* Task: Exact copies of all the records are to be printed.

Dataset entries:
○ ○ ○ ○
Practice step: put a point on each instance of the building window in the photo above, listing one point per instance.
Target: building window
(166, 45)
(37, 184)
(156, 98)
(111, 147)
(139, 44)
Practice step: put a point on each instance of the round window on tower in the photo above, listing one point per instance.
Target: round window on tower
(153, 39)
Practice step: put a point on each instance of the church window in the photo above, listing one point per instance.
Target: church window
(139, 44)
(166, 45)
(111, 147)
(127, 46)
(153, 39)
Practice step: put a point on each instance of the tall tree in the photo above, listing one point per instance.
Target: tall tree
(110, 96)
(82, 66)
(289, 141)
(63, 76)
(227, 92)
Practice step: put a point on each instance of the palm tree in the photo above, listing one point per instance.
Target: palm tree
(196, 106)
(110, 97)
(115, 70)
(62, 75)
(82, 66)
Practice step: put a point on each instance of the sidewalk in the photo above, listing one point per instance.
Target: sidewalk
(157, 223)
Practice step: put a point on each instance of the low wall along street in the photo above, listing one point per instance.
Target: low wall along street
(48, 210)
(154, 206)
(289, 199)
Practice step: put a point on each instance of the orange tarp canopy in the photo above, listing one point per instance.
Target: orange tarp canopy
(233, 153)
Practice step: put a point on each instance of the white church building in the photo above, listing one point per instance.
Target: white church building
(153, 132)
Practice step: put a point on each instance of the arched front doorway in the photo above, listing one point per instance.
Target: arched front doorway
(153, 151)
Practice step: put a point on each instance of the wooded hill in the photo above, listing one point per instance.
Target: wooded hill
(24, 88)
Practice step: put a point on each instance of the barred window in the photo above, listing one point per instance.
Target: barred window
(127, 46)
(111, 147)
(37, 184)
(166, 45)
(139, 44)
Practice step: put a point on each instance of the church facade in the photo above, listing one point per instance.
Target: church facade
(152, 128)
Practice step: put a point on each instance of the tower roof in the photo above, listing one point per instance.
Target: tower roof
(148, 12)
○ ○ ○ ○
* Result for this task:
Practice step: put a point on each instance of the building window in the photo above, listing one point per instance.
Target: building window
(166, 45)
(37, 184)
(156, 98)
(111, 147)
(139, 44)
Practice step: put a point on each instance of the round window on tower in the photo above, listing one point per instance.
Target: round window on tower
(153, 39)
Practice step: put a point on each instance of the church window in the photo above, listing one point per instance.
Target: church window
(139, 44)
(166, 45)
(111, 147)
(127, 46)
(153, 39)
Practice step: put a point on each instance of the tall tree in the photo above, listing one point per instance.
Target: tall tree
(110, 96)
(82, 66)
(289, 141)
(63, 76)
(227, 92)
Practice step: put a point on each instance of the palm tree in the photo above, listing one point per instance.
Target: palm tree
(196, 106)
(110, 97)
(115, 70)
(62, 75)
(82, 66)
Practice step: put a point on each instance of the sidewalk in the photo above, listing one point per instance.
Target: sidewalk
(157, 223)
Practice step: put a point on each instance of the low wall along street in the photo above, listing one point per instance.
Target: low wall along street
(48, 210)
(154, 206)
(289, 199)
Practice step: put a point on each instance of the orange tarp canopy in the photo above, listing one point per instance.
Target: orange tarp canopy
(233, 153)
Practice step: put a point on each instance of the white church building in the photo above, listing one point per instance.
Target: white church building
(153, 132)
Practice step: put a point on each instance of the arched front doorway in the photo above, listing one point per instance.
Target: arched front doorway
(153, 151)
Practice step: put a point on each instance of the wooded hill in the photo above, listing one point per instance.
Target: wooded hill
(24, 88)
Practice step: put a point on each instance of the barred window in the photo above, listing one point per instance.
Target: barred window
(127, 46)
(111, 147)
(37, 184)
(166, 45)
(139, 44)
Practice step: put a point on each instance of the church facade in the photo above, listing one point per instance.
Target: church facade
(152, 128)
Practice step: put a point on each instance of the tower roof in the photo above, listing one point per instance.
Target: tower roof
(148, 12)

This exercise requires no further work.